→ **Data items**:
★ ★ ★ ★ ★
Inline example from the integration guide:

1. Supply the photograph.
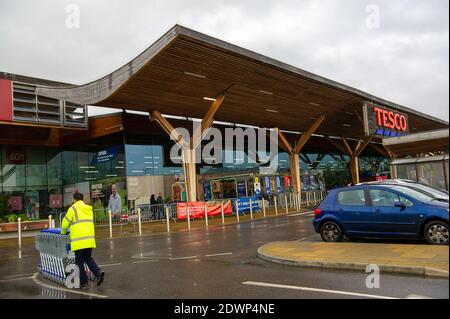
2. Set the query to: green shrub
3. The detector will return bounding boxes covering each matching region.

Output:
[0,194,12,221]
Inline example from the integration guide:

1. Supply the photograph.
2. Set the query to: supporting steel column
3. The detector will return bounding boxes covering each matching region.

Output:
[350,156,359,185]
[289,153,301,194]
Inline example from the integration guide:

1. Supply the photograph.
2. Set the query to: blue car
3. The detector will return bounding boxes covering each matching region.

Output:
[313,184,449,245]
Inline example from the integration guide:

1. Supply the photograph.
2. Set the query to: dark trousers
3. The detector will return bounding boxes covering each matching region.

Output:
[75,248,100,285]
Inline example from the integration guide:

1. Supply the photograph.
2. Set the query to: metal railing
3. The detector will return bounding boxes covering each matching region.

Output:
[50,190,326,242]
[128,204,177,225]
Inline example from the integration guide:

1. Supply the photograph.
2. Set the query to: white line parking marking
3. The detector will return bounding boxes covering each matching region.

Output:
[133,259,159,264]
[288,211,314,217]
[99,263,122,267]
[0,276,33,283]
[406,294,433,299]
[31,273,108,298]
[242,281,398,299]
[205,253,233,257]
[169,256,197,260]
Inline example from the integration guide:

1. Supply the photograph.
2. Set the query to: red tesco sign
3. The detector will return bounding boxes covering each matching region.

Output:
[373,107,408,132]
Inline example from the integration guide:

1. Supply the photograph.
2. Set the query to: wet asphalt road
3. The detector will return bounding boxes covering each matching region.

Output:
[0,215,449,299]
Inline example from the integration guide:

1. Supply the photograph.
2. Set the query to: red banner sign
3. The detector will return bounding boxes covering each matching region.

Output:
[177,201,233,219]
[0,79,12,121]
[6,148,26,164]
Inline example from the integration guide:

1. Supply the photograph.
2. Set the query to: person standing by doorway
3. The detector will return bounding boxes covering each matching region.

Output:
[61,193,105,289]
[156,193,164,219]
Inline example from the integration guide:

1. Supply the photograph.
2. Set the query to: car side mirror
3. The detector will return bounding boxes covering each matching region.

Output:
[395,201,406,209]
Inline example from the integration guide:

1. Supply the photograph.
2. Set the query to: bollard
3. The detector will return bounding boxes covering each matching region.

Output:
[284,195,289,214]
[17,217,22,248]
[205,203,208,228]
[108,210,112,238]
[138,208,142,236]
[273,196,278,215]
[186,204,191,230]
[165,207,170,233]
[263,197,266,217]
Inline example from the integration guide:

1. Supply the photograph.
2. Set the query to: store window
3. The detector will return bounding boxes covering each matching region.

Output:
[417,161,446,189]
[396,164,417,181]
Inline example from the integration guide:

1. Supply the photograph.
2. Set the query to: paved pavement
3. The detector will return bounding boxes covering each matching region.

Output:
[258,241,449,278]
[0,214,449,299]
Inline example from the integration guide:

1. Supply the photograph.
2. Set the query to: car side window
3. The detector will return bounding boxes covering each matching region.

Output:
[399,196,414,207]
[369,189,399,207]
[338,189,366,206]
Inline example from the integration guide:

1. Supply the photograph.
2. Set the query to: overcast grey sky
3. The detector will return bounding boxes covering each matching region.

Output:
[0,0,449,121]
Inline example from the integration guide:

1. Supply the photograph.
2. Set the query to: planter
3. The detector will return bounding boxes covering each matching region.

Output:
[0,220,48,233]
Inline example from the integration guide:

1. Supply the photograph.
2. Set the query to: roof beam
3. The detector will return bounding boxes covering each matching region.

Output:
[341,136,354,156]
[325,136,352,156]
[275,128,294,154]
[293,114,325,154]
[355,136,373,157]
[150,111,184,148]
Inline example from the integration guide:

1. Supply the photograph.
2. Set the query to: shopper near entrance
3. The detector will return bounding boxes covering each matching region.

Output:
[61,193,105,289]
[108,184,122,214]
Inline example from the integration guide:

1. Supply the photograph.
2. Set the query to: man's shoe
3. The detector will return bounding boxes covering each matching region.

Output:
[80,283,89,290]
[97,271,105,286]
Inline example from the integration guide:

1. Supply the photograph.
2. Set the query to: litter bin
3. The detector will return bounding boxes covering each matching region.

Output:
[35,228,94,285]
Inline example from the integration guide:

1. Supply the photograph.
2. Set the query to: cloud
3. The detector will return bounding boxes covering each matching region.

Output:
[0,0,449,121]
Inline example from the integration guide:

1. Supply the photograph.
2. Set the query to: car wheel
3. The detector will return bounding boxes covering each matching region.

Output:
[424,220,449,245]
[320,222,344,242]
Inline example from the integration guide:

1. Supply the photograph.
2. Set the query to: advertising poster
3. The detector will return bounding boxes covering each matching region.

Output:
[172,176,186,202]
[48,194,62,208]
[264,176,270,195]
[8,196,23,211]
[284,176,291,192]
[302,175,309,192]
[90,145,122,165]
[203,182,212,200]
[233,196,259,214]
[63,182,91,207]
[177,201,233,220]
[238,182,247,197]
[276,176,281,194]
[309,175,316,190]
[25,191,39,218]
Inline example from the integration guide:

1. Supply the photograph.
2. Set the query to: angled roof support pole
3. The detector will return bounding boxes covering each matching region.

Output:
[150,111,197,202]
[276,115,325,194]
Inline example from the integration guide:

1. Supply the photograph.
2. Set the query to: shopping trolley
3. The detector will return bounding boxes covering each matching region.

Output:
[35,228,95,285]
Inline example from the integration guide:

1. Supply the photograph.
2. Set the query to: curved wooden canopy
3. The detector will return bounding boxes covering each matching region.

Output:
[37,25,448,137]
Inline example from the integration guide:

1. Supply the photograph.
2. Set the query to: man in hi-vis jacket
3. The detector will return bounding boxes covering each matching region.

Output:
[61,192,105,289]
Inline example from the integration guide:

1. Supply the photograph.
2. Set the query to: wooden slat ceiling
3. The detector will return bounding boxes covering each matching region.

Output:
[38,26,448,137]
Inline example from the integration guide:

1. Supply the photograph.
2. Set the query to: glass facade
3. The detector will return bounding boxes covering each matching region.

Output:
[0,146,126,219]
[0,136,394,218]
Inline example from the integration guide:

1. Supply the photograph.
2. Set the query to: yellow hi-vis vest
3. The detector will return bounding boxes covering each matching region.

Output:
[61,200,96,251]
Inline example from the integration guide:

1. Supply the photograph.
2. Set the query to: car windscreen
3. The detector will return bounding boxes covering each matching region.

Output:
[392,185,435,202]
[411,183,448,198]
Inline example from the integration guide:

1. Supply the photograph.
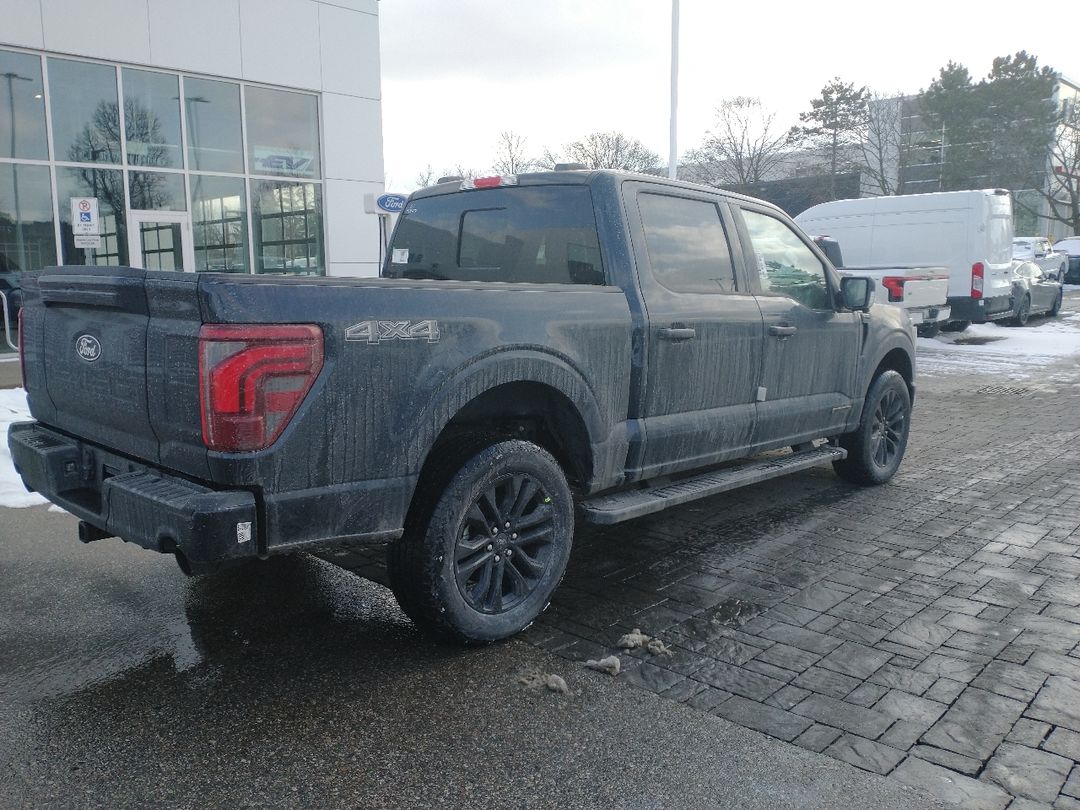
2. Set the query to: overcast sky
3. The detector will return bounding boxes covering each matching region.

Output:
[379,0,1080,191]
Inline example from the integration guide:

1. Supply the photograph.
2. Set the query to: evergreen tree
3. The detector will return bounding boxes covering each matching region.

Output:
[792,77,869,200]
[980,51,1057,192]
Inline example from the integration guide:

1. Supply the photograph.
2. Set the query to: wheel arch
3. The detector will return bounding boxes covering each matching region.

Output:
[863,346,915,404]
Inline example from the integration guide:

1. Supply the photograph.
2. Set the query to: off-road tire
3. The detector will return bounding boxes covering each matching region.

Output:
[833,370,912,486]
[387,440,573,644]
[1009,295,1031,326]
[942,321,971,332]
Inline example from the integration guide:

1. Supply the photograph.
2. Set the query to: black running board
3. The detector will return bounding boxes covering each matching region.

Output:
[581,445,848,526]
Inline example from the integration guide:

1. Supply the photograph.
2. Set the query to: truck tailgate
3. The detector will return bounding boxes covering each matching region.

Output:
★ ★ ★ ★ ★
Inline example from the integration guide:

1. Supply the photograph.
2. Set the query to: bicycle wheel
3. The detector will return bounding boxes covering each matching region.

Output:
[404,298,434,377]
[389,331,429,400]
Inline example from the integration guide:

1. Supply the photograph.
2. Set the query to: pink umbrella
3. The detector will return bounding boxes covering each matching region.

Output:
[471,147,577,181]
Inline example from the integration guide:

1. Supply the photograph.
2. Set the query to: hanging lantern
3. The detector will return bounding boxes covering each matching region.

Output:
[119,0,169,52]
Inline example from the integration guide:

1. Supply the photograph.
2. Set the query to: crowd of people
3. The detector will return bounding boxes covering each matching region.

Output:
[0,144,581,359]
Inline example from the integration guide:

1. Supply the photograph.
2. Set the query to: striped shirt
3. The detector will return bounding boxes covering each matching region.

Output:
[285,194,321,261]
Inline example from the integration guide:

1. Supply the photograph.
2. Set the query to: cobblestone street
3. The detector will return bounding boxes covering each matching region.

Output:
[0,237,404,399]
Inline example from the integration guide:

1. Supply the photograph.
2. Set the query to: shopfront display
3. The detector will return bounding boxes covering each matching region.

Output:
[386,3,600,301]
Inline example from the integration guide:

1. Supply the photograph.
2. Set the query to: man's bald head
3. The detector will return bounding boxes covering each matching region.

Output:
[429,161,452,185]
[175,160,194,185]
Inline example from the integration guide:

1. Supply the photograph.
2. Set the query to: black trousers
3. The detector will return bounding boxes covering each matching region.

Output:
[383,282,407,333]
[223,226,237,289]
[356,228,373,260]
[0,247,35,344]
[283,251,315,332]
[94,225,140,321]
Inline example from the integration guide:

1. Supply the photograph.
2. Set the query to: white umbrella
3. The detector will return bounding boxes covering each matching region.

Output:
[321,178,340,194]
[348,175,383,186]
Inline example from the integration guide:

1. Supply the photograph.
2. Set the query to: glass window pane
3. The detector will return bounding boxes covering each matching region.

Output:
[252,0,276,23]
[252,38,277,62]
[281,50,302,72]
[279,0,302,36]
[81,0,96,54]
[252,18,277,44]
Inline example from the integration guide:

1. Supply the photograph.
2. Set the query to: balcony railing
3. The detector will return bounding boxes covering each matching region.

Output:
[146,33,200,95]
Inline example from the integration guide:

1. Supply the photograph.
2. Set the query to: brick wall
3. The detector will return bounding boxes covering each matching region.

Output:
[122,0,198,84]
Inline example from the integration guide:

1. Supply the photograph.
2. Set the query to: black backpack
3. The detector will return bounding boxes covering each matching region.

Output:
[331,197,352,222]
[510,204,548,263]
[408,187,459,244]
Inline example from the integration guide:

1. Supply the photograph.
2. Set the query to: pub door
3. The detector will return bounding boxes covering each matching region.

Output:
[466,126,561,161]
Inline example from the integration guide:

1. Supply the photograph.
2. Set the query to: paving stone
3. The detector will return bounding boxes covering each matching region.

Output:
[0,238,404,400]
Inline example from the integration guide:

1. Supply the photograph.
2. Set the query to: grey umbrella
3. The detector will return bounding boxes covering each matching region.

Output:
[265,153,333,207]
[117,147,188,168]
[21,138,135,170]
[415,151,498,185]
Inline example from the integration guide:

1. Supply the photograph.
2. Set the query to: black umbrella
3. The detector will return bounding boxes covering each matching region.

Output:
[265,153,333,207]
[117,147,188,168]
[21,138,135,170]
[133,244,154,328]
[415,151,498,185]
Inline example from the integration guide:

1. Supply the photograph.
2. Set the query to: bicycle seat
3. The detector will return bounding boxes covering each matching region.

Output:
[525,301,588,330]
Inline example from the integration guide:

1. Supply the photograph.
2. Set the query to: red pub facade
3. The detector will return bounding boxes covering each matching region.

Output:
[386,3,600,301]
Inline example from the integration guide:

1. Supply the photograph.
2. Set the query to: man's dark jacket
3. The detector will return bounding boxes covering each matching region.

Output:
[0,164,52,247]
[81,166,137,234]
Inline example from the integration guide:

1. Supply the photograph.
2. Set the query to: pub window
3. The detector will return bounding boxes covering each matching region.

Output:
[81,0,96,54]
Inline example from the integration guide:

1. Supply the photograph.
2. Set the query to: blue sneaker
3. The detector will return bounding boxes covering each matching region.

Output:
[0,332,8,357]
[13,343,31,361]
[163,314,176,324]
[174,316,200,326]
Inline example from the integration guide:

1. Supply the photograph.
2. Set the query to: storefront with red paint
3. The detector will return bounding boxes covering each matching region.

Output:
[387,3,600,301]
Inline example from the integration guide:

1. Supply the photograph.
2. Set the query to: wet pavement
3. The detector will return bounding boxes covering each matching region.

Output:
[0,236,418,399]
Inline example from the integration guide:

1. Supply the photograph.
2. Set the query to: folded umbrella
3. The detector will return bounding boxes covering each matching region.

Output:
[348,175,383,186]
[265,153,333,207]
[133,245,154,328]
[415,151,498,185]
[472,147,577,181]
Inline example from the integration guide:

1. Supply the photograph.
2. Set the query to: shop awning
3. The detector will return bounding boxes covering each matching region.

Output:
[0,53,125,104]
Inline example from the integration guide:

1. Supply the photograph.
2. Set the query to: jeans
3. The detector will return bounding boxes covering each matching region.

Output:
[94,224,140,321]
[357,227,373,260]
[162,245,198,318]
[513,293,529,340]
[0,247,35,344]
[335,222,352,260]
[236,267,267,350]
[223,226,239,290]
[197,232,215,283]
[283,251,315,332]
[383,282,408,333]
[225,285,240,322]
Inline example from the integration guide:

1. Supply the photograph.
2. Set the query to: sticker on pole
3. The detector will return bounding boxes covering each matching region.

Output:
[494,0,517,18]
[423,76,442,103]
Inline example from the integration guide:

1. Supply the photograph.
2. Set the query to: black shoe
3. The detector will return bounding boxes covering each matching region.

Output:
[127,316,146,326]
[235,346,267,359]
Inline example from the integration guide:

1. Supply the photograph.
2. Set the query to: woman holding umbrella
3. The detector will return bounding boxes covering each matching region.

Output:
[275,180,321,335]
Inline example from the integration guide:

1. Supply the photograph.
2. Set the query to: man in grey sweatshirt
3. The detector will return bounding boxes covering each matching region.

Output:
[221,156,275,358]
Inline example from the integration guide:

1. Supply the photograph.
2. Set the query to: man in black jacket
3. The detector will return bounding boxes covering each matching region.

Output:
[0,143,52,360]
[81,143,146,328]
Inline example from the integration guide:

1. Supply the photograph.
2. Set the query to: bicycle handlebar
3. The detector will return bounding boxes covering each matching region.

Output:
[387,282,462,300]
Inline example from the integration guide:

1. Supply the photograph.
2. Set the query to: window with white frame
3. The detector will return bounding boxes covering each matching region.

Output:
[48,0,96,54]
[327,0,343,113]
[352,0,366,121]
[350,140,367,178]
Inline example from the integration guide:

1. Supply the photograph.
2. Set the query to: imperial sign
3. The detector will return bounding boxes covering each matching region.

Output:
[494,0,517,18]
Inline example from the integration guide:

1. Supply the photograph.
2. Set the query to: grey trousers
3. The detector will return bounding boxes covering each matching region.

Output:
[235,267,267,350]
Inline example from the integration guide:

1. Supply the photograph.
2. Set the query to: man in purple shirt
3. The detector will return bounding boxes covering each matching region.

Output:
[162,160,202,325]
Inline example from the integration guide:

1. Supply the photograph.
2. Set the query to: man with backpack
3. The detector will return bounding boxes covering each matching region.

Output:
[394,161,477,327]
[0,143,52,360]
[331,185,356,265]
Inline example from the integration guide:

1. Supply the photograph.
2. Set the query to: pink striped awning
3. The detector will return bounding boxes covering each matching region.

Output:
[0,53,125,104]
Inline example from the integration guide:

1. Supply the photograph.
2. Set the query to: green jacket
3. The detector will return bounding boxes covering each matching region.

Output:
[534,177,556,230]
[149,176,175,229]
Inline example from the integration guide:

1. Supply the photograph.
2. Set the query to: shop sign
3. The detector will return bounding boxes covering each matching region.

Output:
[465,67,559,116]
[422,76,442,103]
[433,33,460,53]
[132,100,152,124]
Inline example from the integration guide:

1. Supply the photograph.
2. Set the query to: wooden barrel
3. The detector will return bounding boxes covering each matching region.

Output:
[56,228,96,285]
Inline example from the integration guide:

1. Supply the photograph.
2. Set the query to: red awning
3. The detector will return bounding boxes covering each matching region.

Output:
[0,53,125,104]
★ ★ ★ ★ ★
→ **REQUIRED TASK**:
Report how many lines in the records above contain the string "backpack", with case counting. Give only the number.

→ **ANSWER IN FULL**:
2